Directions
Transcribe exactly the line containing "Target: dock walkway" and every line after it, through the end of the records below.

Extracted data entries
-*-*-

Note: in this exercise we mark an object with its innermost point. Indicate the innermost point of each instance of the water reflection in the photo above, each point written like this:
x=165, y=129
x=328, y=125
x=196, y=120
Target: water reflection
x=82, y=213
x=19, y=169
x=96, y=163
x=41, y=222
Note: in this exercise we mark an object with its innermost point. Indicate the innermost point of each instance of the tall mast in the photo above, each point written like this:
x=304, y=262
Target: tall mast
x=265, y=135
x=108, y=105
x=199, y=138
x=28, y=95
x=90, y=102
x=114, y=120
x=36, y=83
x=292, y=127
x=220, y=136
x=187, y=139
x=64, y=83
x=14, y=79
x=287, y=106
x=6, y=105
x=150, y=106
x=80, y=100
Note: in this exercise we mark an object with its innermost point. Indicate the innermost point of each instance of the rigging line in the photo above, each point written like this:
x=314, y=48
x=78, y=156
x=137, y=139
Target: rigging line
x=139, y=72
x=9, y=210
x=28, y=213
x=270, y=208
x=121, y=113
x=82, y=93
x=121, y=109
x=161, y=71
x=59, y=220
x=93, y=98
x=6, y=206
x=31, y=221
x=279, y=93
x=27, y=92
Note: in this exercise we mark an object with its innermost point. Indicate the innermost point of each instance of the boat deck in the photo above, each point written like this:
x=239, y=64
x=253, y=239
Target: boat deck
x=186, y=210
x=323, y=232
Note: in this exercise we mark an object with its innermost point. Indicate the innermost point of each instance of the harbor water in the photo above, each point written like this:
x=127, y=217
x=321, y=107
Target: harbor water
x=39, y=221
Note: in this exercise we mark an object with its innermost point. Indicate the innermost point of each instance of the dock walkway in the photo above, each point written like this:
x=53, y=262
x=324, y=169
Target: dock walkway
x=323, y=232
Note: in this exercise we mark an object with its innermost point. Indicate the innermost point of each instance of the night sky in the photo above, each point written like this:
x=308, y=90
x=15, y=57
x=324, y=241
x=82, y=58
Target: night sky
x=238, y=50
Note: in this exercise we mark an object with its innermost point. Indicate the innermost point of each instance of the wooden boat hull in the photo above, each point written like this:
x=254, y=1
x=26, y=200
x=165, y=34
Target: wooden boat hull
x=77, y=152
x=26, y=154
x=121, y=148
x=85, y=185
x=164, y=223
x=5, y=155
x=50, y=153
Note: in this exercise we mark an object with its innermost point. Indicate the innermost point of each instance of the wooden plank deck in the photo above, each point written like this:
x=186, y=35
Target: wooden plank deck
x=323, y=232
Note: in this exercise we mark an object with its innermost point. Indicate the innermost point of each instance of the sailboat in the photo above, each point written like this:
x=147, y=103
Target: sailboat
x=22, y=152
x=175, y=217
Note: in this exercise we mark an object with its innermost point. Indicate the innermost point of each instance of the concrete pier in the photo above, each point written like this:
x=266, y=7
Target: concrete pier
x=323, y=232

-*-*-

Task solution
Target: dock walkway
x=323, y=232
Note: in this exercise we mark an object with its innermost point. Indicate the innermost point of each instance of the night sky in the photo above, each point written like this:
x=308, y=90
x=15, y=57
x=324, y=241
x=82, y=58
Target: night sky
x=238, y=50
Note: in this exercise we mark an object with its innermost point. Indicate the innermost point of each instance of the wooden boat hull in the photo above, each point written like this:
x=254, y=1
x=26, y=200
x=165, y=34
Target: wooden boat hull
x=77, y=152
x=26, y=154
x=121, y=148
x=85, y=185
x=164, y=223
x=5, y=155
x=50, y=153
Note: in this exercise we mark an object with its innermost point. Indicate the innermost point of each instance of the wooden plank deck in the photo above, each point written like this:
x=186, y=35
Target: wooden plank deck
x=323, y=232
Note: in this exercise we mark an object with its innermost point. Indicate the innermost point of each instance of the sailboat in the photo above, each point written like this:
x=147, y=103
Target: sailboat
x=22, y=152
x=175, y=217
Note: in this exercise we mark an object with its innermost point. Indicate the innermost point of each instance of the concrete pier in the photo above, each point written like this:
x=266, y=7
Target: concrete pier
x=323, y=232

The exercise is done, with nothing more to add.